**To do**
Rewrite every line of the items below as a JSON list of strings, one string per line, leaving out blank lines.
>> begin
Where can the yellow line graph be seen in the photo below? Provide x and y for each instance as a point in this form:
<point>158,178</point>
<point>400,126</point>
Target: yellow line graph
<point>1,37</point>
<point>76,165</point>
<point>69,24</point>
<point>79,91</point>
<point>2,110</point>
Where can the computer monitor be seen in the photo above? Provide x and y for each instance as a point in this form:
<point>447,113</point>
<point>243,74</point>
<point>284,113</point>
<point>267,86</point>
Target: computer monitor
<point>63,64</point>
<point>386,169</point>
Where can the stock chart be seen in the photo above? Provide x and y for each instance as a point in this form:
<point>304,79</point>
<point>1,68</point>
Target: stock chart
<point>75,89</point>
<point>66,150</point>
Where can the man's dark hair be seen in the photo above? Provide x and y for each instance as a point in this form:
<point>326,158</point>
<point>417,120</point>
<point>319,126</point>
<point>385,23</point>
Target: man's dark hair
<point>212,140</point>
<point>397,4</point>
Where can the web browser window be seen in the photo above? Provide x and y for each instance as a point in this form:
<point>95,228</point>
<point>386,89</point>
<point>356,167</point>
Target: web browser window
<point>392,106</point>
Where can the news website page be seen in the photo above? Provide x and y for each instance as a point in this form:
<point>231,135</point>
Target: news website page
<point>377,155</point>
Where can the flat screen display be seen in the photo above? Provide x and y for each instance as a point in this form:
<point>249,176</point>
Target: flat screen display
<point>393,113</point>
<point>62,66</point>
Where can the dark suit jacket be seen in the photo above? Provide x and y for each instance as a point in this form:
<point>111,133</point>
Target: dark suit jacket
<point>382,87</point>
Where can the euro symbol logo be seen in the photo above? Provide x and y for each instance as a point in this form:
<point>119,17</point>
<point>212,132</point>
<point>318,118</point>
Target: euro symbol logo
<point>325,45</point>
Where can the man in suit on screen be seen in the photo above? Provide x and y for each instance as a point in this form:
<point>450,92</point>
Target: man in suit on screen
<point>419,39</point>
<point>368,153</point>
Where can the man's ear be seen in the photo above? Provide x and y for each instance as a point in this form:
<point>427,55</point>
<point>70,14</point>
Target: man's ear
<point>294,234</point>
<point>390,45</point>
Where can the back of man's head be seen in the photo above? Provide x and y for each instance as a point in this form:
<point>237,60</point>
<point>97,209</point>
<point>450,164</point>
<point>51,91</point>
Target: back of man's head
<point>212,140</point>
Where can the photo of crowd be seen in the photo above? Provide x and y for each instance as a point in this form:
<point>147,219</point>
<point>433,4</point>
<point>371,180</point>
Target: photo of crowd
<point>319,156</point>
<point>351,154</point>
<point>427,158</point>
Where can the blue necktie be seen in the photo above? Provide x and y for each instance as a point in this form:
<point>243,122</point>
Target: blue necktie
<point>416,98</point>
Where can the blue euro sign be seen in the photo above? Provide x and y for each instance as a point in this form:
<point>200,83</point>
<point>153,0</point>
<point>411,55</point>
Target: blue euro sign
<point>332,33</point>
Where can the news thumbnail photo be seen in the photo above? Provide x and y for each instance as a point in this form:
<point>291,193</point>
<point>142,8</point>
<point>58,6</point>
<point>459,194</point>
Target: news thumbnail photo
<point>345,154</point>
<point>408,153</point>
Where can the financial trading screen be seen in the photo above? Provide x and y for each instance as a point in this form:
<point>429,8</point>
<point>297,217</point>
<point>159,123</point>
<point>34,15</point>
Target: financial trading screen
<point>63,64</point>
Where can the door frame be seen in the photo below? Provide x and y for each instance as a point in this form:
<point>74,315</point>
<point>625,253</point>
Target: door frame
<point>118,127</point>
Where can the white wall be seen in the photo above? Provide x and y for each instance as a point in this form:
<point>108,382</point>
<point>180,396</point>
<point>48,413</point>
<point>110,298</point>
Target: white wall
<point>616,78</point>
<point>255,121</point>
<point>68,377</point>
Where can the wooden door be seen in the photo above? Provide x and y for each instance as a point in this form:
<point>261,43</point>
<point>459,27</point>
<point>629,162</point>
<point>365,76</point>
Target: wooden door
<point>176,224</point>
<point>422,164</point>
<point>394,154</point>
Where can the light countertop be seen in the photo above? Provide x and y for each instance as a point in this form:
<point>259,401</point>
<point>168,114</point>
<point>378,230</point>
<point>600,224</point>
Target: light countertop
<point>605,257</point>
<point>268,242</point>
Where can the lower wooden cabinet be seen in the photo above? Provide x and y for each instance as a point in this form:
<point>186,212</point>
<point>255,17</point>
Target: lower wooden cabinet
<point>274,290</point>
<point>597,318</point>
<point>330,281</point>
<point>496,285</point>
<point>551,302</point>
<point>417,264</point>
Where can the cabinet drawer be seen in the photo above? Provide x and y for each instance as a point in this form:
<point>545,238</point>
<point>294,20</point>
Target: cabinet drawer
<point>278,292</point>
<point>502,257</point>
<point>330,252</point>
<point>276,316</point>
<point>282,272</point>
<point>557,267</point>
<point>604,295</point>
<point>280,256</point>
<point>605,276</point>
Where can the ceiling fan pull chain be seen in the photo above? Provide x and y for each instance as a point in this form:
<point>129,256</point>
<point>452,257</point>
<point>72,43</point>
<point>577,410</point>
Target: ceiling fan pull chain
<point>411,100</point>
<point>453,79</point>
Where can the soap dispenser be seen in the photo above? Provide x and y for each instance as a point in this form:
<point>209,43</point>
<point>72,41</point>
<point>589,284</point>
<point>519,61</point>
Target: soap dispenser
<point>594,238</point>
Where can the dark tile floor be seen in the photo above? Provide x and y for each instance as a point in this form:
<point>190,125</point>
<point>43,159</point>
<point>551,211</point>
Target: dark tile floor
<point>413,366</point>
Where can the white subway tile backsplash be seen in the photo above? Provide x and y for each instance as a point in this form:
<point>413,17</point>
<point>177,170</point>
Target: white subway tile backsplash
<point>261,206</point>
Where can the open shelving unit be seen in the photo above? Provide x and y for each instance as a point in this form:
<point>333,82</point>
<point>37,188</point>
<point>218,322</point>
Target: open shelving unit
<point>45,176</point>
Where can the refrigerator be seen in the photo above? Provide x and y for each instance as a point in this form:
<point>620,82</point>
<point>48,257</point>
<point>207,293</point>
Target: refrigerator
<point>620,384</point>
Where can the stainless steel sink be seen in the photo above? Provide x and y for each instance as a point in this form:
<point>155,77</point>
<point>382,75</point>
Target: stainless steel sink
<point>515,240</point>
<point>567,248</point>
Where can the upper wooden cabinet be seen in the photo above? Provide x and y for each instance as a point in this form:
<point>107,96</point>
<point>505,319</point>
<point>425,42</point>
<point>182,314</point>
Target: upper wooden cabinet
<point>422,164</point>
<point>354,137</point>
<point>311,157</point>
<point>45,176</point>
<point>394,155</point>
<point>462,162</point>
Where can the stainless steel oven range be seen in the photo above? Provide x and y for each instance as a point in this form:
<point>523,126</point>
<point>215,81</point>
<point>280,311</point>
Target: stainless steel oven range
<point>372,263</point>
>> end
**Result of this task**
[
  "Where can the yellow line graph be seen in the photo below? Provide x and y for each instance as a point in this form:",
  "<point>158,178</point>",
  "<point>400,126</point>",
  "Target: yellow line graph",
  "<point>1,37</point>",
  "<point>76,165</point>",
  "<point>69,24</point>",
  "<point>79,91</point>",
  "<point>2,110</point>",
  "Where can the computer monitor be seen in the photo above? Provide x and y for each instance as a point in this form:",
  "<point>447,113</point>",
  "<point>243,74</point>",
  "<point>284,113</point>",
  "<point>267,86</point>",
  "Target: computer monitor",
  "<point>63,64</point>",
  "<point>386,169</point>",
  "Where can the stock chart be seen in the photo above? Provide x and y for each instance as a point in this form:",
  "<point>304,79</point>",
  "<point>1,68</point>",
  "Target: stock chart",
  "<point>75,89</point>",
  "<point>66,150</point>",
  "Where can the man's dark hair be seen in the photo above? Provide x and y for each instance as a point in this form:",
  "<point>326,158</point>",
  "<point>417,120</point>",
  "<point>319,126</point>",
  "<point>385,23</point>",
  "Target: man's dark hair",
  "<point>212,140</point>",
  "<point>397,4</point>",
  "Where can the web browser window be seen in the photo above? Provide x and y for each instance as a point in this form:",
  "<point>95,228</point>",
  "<point>386,89</point>",
  "<point>356,167</point>",
  "Target: web browser window",
  "<point>392,106</point>",
  "Where can the news website page be seen in the photo above? Provide x and y for each instance as a point in this form:",
  "<point>231,135</point>",
  "Target: news website page",
  "<point>377,155</point>",
  "Where can the flat screen display be seen in the photo above? Provide x and y for each instance as a point in this form:",
  "<point>249,176</point>",
  "Target: flat screen display",
  "<point>393,113</point>",
  "<point>62,66</point>",
  "Where can the dark suit jacket be seen in the photo above? Provide x and y for each instance as a point in this form:",
  "<point>111,133</point>",
  "Target: dark suit jacket",
  "<point>382,87</point>",
  "Where can the euro symbol logo be seen in the photo above? Provide x and y for each instance as a point in this form:",
  "<point>119,17</point>",
  "<point>212,132</point>",
  "<point>318,118</point>",
  "Target: euro symbol logo",
  "<point>325,45</point>",
  "Where can the man in suit on screen be seen in the photo above? Provide x and y for each instance as a point in this form:",
  "<point>450,92</point>",
  "Target: man in suit on screen",
  "<point>419,39</point>",
  "<point>368,153</point>",
  "Where can the man's ear be seen in the photo above? Provide x and y for each instance as a point in this form:",
  "<point>427,55</point>",
  "<point>70,14</point>",
  "Target: man's ear",
  "<point>294,234</point>",
  "<point>390,45</point>",
  "Where can the back of man's head be seen in the photo above? Provide x and y for each instance as a point in this form:",
  "<point>237,60</point>",
  "<point>97,209</point>",
  "<point>450,164</point>",
  "<point>51,91</point>",
  "Target: back of man's head",
  "<point>212,140</point>",
  "Where can the photo of crowd be seen in the photo above? Provide x and y for each instance as a point in this form:",
  "<point>147,219</point>",
  "<point>433,4</point>",
  "<point>371,180</point>",
  "Target: photo of crowd",
  "<point>319,156</point>",
  "<point>351,154</point>",
  "<point>427,158</point>",
  "Where can the blue necktie be seen in the photo above? Provide x and y for each instance as a point in this form:",
  "<point>243,122</point>",
  "Target: blue necktie",
  "<point>416,98</point>",
  "Where can the blue euro sign be seen in the photo above? Provide x and y for each instance as a point in this form:",
  "<point>200,83</point>",
  "<point>153,0</point>",
  "<point>411,55</point>",
  "Target: blue euro sign",
  "<point>332,33</point>",
  "Where can the news thumbnail photo be seen in the photo above? Provide x and y for each instance as a point in this form:",
  "<point>291,193</point>",
  "<point>142,8</point>",
  "<point>58,6</point>",
  "<point>459,194</point>",
  "Target: news thumbnail photo",
  "<point>345,154</point>",
  "<point>408,153</point>",
  "Where can the financial trading screen be seen in the photo above? Provide x and y for each instance as a point in this form:",
  "<point>429,8</point>",
  "<point>297,217</point>",
  "<point>159,123</point>",
  "<point>34,15</point>",
  "Target: financial trading screen",
  "<point>63,64</point>",
  "Where can the door frame be seen in the photo below? Provide x and y for each instance as a point in this form:",
  "<point>74,315</point>",
  "<point>625,253</point>",
  "Target: door frame",
  "<point>118,127</point>",
  "Where can the white wall be seen in the photo above? Provide x and y for each instance as a point in this form:",
  "<point>108,382</point>",
  "<point>180,396</point>",
  "<point>48,413</point>",
  "<point>110,298</point>",
  "Target: white wall",
  "<point>616,78</point>",
  "<point>255,121</point>",
  "<point>68,377</point>",
  "Where can the wooden door be seen in the photo above? Provide x and y for each instance as a point in this form:",
  "<point>261,43</point>",
  "<point>459,27</point>",
  "<point>629,162</point>",
  "<point>365,76</point>",
  "Target: wooden door",
  "<point>176,224</point>",
  "<point>422,164</point>",
  "<point>394,154</point>",
  "Where can the light countertop be seen in the photo above? Provide x and y for each instance as a point in this form:",
  "<point>259,401</point>",
  "<point>168,114</point>",
  "<point>378,230</point>",
  "<point>600,224</point>",
  "Target: light countertop",
  "<point>605,257</point>",
  "<point>268,242</point>",
  "Where can the lower wooden cabinet be seen in the photo above? Provide x and y for each instance as a point in this form:",
  "<point>186,212</point>",
  "<point>255,17</point>",
  "Target: lower wooden cabinet",
  "<point>274,290</point>",
  "<point>597,318</point>",
  "<point>330,281</point>",
  "<point>496,285</point>",
  "<point>551,302</point>",
  "<point>417,264</point>",
  "Where can the cabinet drawer be seen in the photo above? Provide x and y for each instance as a point in this form:",
  "<point>545,238</point>",
  "<point>294,20</point>",
  "Target: cabinet drawer",
  "<point>278,292</point>",
  "<point>502,257</point>",
  "<point>330,252</point>",
  "<point>276,316</point>",
  "<point>282,272</point>",
  "<point>557,267</point>",
  "<point>604,295</point>",
  "<point>280,256</point>",
  "<point>605,276</point>",
  "Where can the ceiling fan pull chain be seen in the photo above? Provide x and y for each instance as a point in this form:",
  "<point>129,256</point>",
  "<point>452,257</point>",
  "<point>72,43</point>",
  "<point>577,410</point>",
  "Target: ceiling fan pull chain",
  "<point>411,100</point>",
  "<point>453,79</point>",
  "Where can the soap dispenser be seen in the photo above? Provide x and y for each instance as a point in this form:",
  "<point>209,43</point>",
  "<point>72,41</point>",
  "<point>589,284</point>",
  "<point>519,61</point>",
  "Target: soap dispenser",
  "<point>594,238</point>",
  "Where can the dark tile floor be seen in the photo above? Provide x and y for each instance as a point in this form:",
  "<point>190,125</point>",
  "<point>43,159</point>",
  "<point>551,211</point>",
  "Target: dark tile floor",
  "<point>413,366</point>",
  "Where can the white subway tile backsplash be seen in the photo above? Provide x and y for each instance as a point in this form:",
  "<point>413,17</point>",
  "<point>177,170</point>",
  "Target: white subway tile backsplash",
  "<point>261,206</point>",
  "Where can the open shelving unit be seen in the photo above? Provide x and y for each instance as a point in this form:",
  "<point>333,82</point>",
  "<point>37,188</point>",
  "<point>218,322</point>",
  "Target: open shelving unit",
  "<point>45,176</point>",
  "Where can the refrigerator be seen in the photo above? Provide x and y for each instance as a point in this form:",
  "<point>620,82</point>",
  "<point>48,257</point>",
  "<point>207,293</point>",
  "Target: refrigerator",
  "<point>620,384</point>",
  "Where can the stainless steel sink be seen in the photo above? Provide x and y for each instance as a point in this form:",
  "<point>155,77</point>",
  "<point>382,75</point>",
  "Target: stainless steel sink",
  "<point>515,240</point>",
  "<point>567,248</point>",
  "Where can the upper wooden cabinet be seen in the photo above? Provide x and y for each instance as a point in this form:",
  "<point>107,96</point>",
  "<point>505,319</point>",
  "<point>425,42</point>",
  "<point>182,314</point>",
  "Target: upper wooden cabinet",
  "<point>422,164</point>",
  "<point>354,137</point>",
  "<point>311,157</point>",
  "<point>45,176</point>",
  "<point>394,155</point>",
  "<point>462,162</point>",
  "Where can the stainless steel oven range be seen in the photo above? Provide x and y for each instance as a point in this form:",
  "<point>523,126</point>",
  "<point>215,81</point>",
  "<point>280,311</point>",
  "Target: stainless steel oven range",
  "<point>372,263</point>"
]